## What you are asked to do
Return each line of the listing that has the word "Target" in it.
Data supplied Start Marker
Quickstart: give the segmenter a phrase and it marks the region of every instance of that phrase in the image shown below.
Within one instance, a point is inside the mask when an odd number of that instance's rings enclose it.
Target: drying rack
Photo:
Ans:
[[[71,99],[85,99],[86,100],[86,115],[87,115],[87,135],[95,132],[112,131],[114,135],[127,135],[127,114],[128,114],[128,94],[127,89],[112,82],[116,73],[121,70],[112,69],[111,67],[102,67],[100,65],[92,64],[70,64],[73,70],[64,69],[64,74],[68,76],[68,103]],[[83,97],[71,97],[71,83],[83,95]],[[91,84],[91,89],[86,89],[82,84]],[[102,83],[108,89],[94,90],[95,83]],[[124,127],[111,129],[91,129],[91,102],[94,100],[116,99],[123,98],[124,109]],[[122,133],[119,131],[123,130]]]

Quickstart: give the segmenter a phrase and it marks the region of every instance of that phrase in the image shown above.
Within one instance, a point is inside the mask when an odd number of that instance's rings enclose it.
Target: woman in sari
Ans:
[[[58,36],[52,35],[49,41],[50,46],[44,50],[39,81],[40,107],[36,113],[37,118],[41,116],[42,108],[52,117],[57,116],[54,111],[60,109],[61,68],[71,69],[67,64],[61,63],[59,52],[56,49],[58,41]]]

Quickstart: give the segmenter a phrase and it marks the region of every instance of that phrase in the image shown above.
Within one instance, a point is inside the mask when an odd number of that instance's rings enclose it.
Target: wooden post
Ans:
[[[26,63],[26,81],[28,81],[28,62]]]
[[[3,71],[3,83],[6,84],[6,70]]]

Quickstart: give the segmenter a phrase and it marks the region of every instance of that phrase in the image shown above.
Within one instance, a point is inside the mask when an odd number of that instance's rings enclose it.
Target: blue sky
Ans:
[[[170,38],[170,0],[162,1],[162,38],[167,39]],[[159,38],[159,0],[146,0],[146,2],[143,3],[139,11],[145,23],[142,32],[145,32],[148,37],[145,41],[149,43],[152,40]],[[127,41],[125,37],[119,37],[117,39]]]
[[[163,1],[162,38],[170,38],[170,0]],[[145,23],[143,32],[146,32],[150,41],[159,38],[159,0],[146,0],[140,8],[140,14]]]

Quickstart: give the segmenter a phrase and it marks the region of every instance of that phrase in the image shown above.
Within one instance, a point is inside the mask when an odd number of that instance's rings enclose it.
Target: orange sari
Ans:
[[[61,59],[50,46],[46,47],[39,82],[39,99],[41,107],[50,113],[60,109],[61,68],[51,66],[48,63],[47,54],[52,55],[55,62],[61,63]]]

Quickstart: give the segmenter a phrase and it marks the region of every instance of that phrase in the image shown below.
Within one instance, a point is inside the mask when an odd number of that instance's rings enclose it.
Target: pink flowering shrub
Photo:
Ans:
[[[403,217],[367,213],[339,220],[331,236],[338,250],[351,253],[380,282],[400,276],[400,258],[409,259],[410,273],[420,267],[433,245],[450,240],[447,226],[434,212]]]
Data supplied End Marker
## Task response
Target: drying rack
Target: woman in sari
Target: wooden post
Target: blue sky
Target: orange sari
Target: pink flowering shrub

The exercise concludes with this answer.